Which lines run from the one containing "Labeling round 2. The target category is player's" to the end of the records? Write them out exactly, both ends included, and nothing else.
====== Raw data
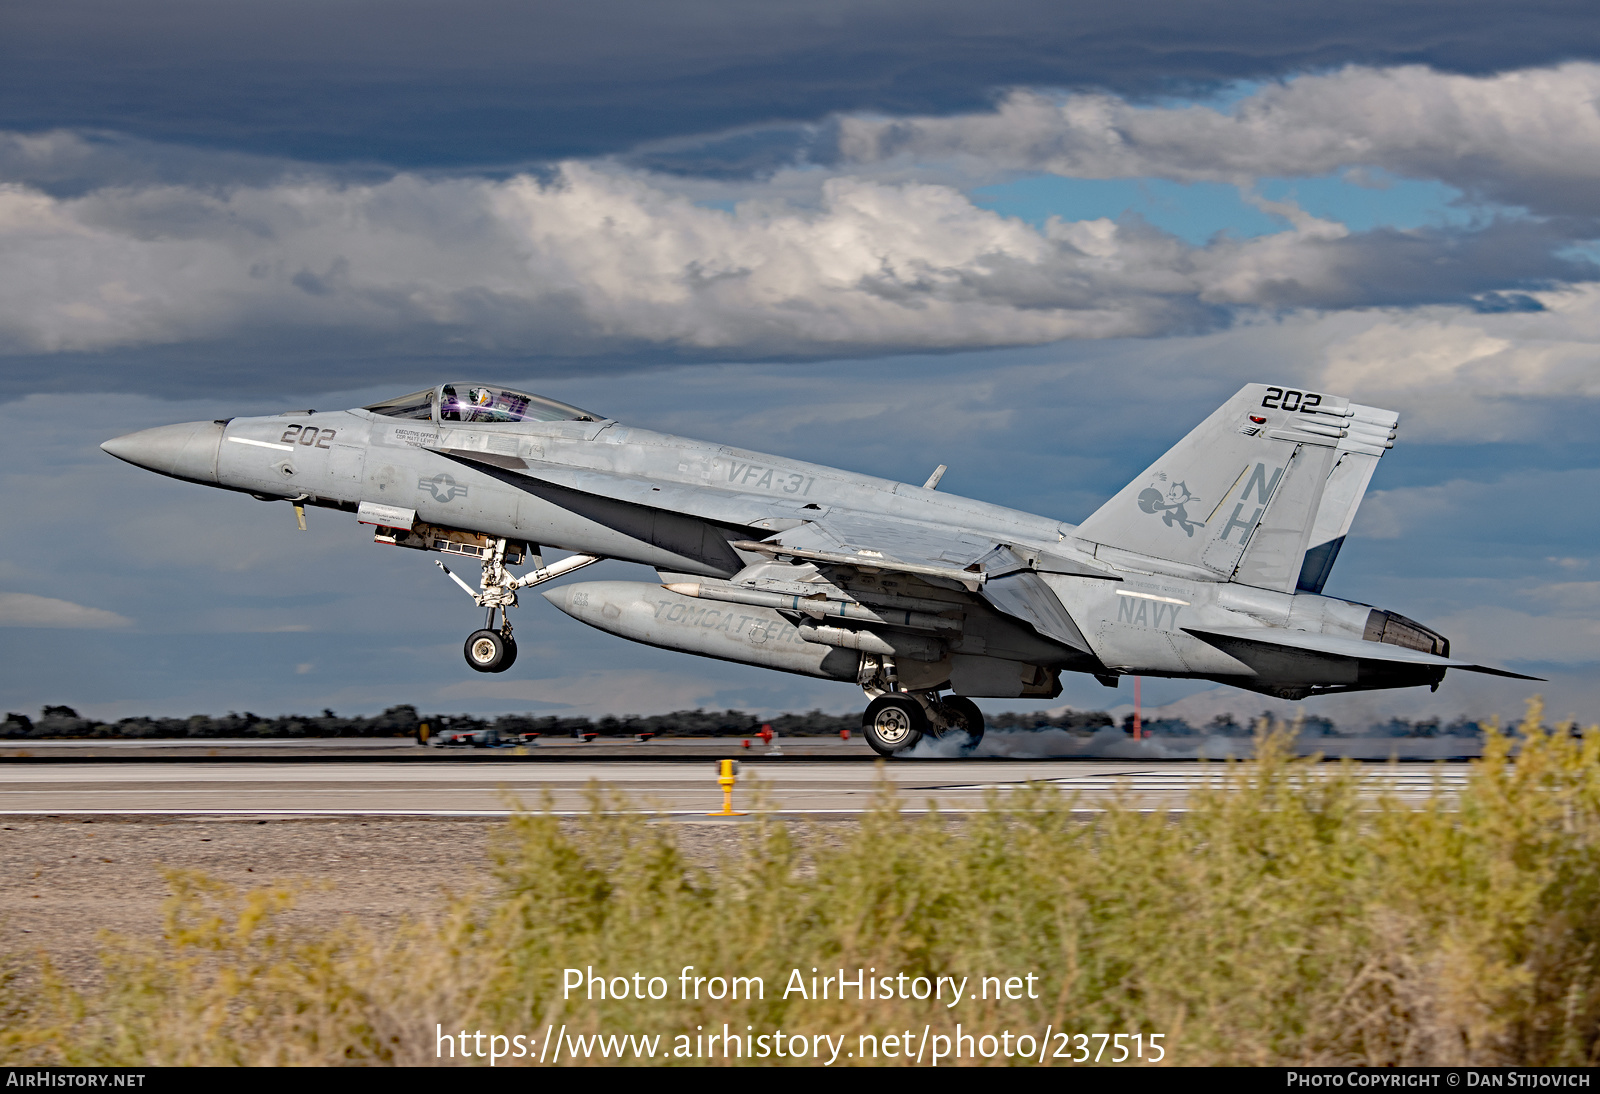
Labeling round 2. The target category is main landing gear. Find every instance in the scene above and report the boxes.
[432,538,601,674]
[857,655,985,757]
[861,694,986,756]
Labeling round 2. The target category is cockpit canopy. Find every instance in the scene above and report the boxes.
[364,384,600,425]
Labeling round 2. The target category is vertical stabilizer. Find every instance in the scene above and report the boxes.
[1073,384,1396,593]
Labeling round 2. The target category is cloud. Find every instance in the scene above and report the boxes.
[0,129,336,199]
[1523,581,1600,612]
[0,592,131,628]
[1318,285,1600,438]
[0,156,1587,372]
[1428,605,1600,664]
[1355,470,1600,546]
[8,1,1600,168]
[836,64,1600,218]
[1,64,1598,391]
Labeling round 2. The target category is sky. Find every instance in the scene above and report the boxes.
[1,1,1596,728]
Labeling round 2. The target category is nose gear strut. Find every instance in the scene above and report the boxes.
[434,539,603,673]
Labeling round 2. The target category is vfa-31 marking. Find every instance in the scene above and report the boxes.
[101,381,1537,757]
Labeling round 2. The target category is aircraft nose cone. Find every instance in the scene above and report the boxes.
[101,420,224,484]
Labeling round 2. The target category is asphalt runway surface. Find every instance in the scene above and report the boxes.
[0,745,1471,817]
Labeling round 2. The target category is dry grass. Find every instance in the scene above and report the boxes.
[4,699,1599,1066]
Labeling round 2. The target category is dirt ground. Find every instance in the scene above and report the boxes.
[0,815,790,990]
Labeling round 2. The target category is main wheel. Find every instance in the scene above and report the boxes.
[940,696,985,753]
[464,629,514,673]
[862,696,927,756]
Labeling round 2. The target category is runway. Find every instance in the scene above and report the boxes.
[0,755,1472,816]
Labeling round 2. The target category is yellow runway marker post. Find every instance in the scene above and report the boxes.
[708,759,746,816]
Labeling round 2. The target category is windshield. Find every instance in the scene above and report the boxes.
[439,384,598,424]
[363,388,435,420]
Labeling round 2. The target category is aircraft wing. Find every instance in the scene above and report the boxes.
[1183,627,1543,679]
[440,447,1115,654]
[747,514,1113,655]
[752,511,999,583]
[751,510,1116,581]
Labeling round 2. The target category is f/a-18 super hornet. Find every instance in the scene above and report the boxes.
[101,381,1535,756]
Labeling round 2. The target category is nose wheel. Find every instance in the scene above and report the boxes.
[464,622,518,673]
[464,602,518,672]
[464,631,517,671]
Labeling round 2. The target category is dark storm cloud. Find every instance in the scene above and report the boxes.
[5,0,1600,168]
[0,130,393,200]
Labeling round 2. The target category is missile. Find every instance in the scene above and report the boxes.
[794,623,944,662]
[663,582,960,632]
[542,580,863,680]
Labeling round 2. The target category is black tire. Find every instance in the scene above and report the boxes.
[941,696,986,752]
[499,636,518,671]
[862,695,927,756]
[464,629,512,673]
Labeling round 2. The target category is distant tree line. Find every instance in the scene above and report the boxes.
[1,704,1489,740]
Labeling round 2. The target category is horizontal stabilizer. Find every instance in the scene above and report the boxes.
[1183,627,1542,680]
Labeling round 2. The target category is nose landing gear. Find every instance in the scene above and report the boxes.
[432,538,602,674]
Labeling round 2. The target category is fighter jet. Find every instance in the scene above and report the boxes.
[101,381,1536,756]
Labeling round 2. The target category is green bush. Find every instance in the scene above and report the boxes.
[5,700,1598,1066]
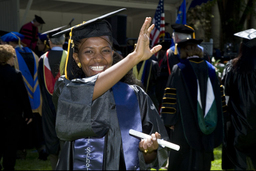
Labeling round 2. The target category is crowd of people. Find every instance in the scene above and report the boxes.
[0,8,255,171]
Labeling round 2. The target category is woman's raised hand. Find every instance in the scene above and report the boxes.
[131,17,162,63]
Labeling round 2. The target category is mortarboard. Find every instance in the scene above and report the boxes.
[171,24,196,55]
[35,15,45,24]
[38,33,50,49]
[38,33,48,41]
[177,38,203,47]
[52,8,126,80]
[234,28,256,48]
[0,32,25,42]
[171,24,195,39]
[41,25,67,38]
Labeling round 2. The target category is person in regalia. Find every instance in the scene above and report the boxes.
[37,25,68,169]
[19,15,45,51]
[161,38,224,170]
[52,9,169,170]
[0,44,33,170]
[0,32,43,159]
[221,29,256,170]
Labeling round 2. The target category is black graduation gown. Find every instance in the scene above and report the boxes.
[0,64,32,131]
[52,75,169,170]
[136,59,160,109]
[161,58,224,170]
[0,64,32,169]
[38,50,66,155]
[222,60,256,169]
[157,47,180,108]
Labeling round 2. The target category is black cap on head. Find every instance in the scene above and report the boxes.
[53,8,126,80]
[171,24,195,34]
[234,28,256,48]
[35,15,45,24]
[177,38,203,47]
[52,8,126,39]
[41,25,67,38]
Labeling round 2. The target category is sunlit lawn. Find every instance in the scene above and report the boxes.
[14,146,222,170]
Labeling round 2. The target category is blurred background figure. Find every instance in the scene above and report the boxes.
[38,26,67,170]
[20,15,45,51]
[132,43,161,109]
[221,28,256,170]
[35,33,50,57]
[157,24,195,111]
[0,31,44,160]
[0,44,33,171]
[161,38,224,170]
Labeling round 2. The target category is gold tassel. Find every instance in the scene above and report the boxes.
[174,43,178,55]
[185,25,195,39]
[65,27,74,80]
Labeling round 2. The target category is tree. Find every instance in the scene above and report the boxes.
[187,0,216,42]
[217,0,256,50]
[187,0,256,51]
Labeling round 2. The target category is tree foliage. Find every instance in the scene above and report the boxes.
[217,0,256,50]
[187,0,256,51]
[187,0,217,42]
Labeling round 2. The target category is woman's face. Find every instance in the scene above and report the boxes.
[73,36,113,77]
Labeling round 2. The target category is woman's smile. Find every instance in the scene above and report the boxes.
[90,65,105,72]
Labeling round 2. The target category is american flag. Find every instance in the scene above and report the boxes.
[150,0,165,47]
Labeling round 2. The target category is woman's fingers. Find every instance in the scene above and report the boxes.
[147,24,155,35]
[140,17,151,35]
[139,132,161,152]
[150,45,162,54]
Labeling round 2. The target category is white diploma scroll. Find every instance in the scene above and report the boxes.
[129,129,180,151]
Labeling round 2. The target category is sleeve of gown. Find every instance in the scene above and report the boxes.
[133,85,169,170]
[53,75,109,141]
[17,71,33,119]
[160,65,179,127]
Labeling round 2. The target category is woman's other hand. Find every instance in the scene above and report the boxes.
[139,132,161,163]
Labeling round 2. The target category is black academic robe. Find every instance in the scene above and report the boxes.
[157,47,180,108]
[161,58,224,170]
[135,59,160,109]
[38,50,67,155]
[222,60,256,169]
[52,75,169,170]
[0,64,32,169]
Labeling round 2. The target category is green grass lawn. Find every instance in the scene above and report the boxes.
[15,149,51,170]
[14,146,222,170]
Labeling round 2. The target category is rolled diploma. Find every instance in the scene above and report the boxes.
[129,129,180,151]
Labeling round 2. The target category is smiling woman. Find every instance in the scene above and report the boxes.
[51,9,169,170]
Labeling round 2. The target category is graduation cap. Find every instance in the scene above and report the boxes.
[38,33,50,49]
[171,24,195,38]
[35,15,45,24]
[234,28,256,48]
[177,38,203,47]
[52,8,126,80]
[41,25,67,38]
[171,24,196,55]
[0,32,25,42]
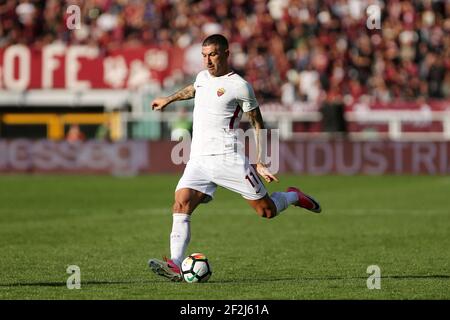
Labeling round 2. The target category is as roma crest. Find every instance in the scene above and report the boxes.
[217,88,225,97]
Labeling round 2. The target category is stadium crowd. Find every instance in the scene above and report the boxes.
[0,0,449,104]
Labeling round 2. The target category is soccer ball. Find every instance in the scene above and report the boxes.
[181,253,212,283]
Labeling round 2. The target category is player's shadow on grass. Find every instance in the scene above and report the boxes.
[212,274,450,283]
[1,275,449,287]
[0,280,147,287]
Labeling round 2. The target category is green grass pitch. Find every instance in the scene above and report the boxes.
[0,174,449,299]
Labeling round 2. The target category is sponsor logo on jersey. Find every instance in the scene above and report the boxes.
[217,88,225,97]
============
Answer box >>
Labeling round 2. The target category is player's shadow on grass. Find every instance in the scene above and report the boxes.
[212,274,450,283]
[1,275,449,287]
[0,280,147,287]
Labeling round 2. The target category is green grass pitch. Find every instance in the scene above and report the boxes.
[0,174,449,299]
Labeling round 2. The target category is sponsor logo on jersey. Find every instance in the scene above and report the boxes.
[217,88,225,97]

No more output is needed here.